START Supplied passage

When Michael Young, a British sociologist, coined the term meritocracy in 1958, it was in a dystopian satire. At the time, the world he imagined, in which intelligence fully determined who thrived and who languished, was understood to be predatory, pathological, far-fetched.
Today, however, we’ve almost finished installing such a system, and we have embraced the idea of a meritocracy with few reservations, even treating it as virtuous. That can’t be right. Smart people should feel entitled to make the most of their gift. But they should not reshape society so as to instate giftedness as a universal yardstick of human worth.
(Score: 2) by Gravis on Saturday June 18 2016, @08:49AM
Studies have furthermore found that, compared with the intelligent, less intelligent people are more likely to [...]. They’re also likely to die sooner.
This is evolution: adapt or die out. It's a natural law, not the law of man. Intellect is a core component to survival through adaptation. Your fight is with the universe, not other people.
(Score: 3, Insightful) by jdavidb on Saturday June 18 2016, @12:51PM
This is evolution: adapt or die out. It's a natural law, not the law of man. Intellect is a core component to survival through adaptation. Your fight is with the universe, not other people.
True but, from the article:
Smart people should feel entitled to make the most of their gift. But they should not reshape society so as to instate giftedness as a universal yardstick of human worth
What shouldn't happen is that people shouldn't have the right of control over other people. Just because someone is smarter shouldn't give them the right to control those who are less smart, prohibit them from engaging in peaceful activities that don't have victims, prohibit them from earning a living by doing what they will with what is their own, etc.

END Supplied passage
START Dataset

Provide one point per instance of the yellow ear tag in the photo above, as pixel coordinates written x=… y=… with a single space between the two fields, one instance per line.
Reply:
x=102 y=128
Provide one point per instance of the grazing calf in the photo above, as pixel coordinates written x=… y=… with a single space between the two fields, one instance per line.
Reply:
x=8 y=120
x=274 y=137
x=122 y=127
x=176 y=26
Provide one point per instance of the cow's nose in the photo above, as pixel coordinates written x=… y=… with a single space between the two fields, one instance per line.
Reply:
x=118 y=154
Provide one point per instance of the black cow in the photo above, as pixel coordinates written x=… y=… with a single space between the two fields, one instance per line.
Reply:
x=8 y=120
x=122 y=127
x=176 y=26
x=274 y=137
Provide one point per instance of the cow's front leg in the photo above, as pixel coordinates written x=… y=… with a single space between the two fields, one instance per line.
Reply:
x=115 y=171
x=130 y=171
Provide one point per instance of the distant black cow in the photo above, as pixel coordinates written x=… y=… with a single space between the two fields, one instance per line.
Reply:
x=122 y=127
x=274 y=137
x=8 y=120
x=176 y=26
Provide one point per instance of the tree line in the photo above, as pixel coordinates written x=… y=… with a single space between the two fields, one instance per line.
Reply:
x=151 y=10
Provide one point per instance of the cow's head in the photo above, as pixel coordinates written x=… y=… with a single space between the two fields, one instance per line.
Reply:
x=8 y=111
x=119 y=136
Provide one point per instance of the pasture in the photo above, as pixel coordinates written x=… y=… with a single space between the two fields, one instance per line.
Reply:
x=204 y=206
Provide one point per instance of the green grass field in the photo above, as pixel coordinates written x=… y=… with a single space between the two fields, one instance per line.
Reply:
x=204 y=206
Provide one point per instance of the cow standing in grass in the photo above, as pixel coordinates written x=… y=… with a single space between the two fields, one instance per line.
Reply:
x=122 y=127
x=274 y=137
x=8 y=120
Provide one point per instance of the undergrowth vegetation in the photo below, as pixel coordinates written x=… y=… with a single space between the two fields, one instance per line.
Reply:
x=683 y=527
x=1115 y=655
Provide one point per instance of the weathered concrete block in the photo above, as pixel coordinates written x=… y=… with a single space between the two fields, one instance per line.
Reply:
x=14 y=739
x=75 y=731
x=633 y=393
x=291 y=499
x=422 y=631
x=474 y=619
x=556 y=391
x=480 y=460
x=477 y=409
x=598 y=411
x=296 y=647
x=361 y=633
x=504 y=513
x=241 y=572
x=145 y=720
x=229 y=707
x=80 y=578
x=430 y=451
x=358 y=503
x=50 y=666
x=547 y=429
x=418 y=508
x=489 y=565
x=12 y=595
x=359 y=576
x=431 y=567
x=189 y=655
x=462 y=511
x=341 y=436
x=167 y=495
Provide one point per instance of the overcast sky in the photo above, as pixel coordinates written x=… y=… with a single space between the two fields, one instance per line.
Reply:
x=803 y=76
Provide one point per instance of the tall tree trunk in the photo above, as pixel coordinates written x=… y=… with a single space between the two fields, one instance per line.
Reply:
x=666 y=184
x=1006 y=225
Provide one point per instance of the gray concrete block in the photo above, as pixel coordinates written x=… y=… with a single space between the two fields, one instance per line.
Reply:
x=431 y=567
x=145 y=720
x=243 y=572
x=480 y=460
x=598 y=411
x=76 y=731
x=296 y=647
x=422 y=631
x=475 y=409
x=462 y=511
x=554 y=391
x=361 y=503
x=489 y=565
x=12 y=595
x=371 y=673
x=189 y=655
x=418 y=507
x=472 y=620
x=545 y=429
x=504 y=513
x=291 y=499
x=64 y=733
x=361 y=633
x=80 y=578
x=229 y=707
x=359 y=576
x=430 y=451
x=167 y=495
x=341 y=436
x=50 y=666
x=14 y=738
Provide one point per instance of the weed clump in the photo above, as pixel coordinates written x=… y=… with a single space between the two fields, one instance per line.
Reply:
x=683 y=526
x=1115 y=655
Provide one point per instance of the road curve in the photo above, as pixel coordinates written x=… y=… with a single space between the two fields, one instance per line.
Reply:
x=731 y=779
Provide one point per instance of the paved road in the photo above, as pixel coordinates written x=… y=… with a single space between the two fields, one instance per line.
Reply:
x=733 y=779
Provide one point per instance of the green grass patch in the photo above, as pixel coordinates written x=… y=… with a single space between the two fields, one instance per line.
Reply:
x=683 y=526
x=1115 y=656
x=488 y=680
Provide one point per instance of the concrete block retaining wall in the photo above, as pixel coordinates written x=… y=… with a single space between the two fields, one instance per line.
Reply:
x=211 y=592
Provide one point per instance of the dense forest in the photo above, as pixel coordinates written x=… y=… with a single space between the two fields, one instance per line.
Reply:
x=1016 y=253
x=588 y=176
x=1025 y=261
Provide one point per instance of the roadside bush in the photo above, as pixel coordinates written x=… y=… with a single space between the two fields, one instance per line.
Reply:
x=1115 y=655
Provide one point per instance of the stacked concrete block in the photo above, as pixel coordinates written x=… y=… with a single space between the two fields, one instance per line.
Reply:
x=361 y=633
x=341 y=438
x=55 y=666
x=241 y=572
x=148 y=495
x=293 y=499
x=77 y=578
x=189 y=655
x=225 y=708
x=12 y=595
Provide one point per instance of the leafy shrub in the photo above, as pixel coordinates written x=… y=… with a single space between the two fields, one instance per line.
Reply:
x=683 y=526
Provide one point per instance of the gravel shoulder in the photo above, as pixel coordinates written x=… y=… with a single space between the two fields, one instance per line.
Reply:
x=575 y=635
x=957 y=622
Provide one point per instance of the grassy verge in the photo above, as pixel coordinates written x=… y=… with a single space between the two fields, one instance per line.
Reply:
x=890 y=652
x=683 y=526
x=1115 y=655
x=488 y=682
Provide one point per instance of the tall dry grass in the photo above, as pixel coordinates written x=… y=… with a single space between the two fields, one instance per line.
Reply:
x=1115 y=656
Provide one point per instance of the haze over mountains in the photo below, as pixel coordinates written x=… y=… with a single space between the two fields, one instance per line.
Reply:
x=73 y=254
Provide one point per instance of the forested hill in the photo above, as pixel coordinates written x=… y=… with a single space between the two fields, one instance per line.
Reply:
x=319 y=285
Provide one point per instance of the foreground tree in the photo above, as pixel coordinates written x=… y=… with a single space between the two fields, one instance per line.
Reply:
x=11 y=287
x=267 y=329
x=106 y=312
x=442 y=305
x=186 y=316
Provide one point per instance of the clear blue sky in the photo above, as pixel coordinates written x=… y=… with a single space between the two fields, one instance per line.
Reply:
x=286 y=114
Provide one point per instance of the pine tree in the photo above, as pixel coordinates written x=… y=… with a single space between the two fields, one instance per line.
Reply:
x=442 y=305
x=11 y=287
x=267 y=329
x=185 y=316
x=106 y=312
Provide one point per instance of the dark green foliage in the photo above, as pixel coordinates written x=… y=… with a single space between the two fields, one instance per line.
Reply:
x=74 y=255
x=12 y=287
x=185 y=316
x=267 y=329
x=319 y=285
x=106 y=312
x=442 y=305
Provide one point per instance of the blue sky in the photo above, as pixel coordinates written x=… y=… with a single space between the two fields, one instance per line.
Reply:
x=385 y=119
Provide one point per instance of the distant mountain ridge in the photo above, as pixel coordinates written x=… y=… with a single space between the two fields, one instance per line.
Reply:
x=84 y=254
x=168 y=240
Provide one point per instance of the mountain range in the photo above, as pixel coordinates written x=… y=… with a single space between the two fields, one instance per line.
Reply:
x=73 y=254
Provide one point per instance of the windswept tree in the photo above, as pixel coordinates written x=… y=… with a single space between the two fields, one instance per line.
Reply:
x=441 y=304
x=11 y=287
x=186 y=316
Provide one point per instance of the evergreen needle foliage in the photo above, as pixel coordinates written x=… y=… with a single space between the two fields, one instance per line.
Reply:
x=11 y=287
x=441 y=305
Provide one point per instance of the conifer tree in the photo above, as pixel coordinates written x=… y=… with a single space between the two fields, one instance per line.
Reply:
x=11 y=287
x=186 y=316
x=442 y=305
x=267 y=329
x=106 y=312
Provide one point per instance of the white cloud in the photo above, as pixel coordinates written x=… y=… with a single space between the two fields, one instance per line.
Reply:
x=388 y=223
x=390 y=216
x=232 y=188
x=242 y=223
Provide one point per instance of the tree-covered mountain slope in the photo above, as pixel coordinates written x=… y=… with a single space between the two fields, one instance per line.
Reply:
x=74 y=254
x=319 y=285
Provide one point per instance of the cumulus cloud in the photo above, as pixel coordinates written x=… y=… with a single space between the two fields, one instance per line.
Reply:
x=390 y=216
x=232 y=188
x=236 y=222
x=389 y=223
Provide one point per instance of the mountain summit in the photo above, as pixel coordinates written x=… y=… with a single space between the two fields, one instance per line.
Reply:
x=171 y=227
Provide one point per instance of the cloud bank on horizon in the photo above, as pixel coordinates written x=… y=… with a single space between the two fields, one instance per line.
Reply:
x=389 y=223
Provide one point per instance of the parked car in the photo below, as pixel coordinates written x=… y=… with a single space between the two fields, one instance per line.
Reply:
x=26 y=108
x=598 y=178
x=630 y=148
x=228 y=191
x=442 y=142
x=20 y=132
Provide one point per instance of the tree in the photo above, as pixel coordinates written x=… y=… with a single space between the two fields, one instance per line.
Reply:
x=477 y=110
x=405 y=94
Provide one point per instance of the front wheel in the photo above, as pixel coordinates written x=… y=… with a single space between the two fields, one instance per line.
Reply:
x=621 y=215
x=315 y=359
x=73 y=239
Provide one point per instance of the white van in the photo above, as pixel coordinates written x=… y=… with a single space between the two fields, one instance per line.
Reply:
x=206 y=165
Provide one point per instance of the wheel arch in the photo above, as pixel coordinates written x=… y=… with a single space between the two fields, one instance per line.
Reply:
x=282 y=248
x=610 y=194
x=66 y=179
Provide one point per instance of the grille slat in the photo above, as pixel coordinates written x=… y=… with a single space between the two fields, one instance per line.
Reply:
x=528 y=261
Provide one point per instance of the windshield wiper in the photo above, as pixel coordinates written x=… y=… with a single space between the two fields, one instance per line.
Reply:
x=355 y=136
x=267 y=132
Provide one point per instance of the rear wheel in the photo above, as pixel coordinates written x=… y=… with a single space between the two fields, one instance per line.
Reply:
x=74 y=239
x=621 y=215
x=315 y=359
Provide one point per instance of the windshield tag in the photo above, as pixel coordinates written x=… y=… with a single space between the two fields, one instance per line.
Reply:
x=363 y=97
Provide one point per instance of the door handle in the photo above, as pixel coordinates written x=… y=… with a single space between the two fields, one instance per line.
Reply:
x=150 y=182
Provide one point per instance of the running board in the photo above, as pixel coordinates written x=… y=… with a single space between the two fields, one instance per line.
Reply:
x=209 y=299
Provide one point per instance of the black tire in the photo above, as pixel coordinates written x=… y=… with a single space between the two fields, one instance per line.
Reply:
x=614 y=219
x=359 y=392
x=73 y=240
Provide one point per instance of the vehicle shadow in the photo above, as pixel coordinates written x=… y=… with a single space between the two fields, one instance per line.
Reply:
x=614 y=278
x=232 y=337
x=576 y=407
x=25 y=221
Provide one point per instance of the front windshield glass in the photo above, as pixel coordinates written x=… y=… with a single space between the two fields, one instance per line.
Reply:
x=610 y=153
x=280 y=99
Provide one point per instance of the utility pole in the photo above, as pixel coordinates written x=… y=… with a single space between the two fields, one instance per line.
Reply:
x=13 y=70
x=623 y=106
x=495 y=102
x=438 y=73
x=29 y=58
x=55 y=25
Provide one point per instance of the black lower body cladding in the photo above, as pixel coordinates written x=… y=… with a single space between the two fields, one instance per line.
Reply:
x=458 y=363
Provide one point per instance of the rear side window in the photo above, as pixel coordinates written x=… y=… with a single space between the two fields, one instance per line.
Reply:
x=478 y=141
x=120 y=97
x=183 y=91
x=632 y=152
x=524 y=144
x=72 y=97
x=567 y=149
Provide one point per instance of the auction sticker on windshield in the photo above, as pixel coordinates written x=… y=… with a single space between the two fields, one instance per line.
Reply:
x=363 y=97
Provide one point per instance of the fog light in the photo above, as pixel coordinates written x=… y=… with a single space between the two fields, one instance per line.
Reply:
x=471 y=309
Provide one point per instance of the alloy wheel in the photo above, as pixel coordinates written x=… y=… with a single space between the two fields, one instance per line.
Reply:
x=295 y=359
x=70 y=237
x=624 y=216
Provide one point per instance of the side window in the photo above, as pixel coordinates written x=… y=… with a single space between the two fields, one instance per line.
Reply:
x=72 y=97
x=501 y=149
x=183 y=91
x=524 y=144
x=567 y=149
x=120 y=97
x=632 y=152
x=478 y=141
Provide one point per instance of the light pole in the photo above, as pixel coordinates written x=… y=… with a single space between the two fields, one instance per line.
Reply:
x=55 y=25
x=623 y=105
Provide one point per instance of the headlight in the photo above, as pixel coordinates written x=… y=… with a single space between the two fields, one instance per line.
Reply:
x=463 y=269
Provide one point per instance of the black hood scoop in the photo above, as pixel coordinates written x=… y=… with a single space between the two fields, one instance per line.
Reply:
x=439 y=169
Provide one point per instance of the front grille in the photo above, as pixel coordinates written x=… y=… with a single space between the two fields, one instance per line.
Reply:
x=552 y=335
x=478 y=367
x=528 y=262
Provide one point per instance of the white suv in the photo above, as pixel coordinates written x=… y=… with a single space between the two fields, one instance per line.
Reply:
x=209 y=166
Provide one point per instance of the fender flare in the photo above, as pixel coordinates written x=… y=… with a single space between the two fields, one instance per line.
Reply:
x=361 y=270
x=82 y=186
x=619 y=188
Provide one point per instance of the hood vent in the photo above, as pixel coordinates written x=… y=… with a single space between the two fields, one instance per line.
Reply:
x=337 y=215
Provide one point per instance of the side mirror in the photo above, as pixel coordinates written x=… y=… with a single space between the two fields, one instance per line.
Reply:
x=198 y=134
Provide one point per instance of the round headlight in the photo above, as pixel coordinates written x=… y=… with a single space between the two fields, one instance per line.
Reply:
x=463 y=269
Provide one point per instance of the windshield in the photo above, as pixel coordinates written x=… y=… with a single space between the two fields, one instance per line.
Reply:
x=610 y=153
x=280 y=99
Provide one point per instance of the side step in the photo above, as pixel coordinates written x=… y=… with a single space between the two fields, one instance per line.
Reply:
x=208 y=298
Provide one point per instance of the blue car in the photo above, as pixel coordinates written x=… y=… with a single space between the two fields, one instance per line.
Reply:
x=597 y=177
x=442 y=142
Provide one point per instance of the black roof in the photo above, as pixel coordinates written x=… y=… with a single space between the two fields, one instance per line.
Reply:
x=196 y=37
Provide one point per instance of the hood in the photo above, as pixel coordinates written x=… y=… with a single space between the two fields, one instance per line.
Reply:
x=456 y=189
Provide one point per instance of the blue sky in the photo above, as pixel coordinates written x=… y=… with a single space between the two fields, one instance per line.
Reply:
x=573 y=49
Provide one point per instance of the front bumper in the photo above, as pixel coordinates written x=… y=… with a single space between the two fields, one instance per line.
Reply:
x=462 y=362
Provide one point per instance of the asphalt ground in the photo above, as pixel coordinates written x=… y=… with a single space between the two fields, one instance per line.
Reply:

END Dataset

What to do -
Repeat the meritocracy discussion from "(Score: 2) by" to "to die sooner.".

Finished exercise -
(Score: 2) by Gravis on Saturday June 18 2016, @08:49AM
Studies have furthermore found that, compared with the intelligent, less intelligent people are more likely to [...]. They’re also likely to die sooner.